_Task statement:_
Select all lines holding the word "green" from the entries that follow.

_Supplied information:_

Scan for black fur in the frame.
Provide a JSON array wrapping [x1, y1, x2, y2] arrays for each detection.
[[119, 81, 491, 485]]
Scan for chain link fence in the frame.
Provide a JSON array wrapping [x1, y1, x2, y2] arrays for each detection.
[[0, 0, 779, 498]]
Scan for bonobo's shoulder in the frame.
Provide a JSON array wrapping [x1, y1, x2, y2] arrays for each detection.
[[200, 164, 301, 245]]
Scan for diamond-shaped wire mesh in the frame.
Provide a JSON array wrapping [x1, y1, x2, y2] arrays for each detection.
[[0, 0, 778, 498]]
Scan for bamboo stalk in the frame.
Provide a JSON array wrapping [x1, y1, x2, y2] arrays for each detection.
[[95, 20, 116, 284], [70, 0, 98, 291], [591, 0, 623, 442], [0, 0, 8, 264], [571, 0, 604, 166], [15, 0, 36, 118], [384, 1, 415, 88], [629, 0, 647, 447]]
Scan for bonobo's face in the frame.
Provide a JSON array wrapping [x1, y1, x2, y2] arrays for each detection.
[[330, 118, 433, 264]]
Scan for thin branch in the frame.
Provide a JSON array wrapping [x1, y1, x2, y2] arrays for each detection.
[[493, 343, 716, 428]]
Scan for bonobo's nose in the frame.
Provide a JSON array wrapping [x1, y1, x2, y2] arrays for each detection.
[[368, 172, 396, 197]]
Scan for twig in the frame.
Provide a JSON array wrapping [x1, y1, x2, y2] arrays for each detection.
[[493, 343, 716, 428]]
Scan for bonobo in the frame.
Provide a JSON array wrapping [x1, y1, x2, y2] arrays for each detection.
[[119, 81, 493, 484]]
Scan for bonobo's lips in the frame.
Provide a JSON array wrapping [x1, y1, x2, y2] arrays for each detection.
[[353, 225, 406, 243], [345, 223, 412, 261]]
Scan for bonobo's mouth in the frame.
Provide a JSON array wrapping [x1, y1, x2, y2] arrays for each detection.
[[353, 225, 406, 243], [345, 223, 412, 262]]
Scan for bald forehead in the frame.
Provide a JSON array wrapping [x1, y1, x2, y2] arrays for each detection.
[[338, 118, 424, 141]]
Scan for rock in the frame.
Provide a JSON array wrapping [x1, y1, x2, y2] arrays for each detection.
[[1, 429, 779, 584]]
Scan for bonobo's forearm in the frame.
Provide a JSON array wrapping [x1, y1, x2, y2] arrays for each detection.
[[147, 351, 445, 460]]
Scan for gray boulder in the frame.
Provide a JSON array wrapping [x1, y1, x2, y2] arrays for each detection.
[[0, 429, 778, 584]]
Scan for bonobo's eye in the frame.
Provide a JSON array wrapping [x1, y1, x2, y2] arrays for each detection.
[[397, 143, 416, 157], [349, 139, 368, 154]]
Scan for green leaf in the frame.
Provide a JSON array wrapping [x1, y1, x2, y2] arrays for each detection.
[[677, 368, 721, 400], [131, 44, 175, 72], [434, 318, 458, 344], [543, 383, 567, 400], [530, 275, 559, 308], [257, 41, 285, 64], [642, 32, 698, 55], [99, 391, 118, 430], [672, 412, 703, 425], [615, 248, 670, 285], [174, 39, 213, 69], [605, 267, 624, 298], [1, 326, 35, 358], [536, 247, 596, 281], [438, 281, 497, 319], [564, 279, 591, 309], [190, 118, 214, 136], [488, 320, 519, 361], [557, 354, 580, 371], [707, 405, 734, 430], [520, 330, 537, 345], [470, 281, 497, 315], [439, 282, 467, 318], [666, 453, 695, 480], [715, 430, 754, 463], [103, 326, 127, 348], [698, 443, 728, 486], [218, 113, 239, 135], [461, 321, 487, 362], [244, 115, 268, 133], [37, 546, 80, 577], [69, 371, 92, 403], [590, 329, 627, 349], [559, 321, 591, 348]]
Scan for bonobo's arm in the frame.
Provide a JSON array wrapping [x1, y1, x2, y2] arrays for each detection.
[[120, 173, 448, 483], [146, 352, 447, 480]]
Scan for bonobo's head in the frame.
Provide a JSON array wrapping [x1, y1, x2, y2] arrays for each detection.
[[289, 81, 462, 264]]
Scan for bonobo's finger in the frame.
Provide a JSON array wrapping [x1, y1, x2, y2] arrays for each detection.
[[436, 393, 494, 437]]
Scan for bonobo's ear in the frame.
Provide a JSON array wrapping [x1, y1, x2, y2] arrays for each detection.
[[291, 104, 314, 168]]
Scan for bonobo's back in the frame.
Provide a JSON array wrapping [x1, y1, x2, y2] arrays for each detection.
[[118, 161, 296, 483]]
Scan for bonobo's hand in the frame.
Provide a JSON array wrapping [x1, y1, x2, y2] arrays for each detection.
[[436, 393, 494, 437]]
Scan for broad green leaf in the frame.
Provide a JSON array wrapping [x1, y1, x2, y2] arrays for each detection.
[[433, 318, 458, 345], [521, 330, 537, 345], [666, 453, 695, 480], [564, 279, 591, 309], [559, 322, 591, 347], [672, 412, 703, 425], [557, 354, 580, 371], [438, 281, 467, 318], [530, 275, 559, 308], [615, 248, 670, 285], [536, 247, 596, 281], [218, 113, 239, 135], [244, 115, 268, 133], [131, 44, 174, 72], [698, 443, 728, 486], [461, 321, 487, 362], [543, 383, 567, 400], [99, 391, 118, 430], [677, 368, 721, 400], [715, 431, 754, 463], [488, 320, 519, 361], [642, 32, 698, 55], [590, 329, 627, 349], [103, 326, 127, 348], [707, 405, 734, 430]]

_Answer to this problem:_
Scan for green leaf in the frame.
Scan for broad green leaf in the frame.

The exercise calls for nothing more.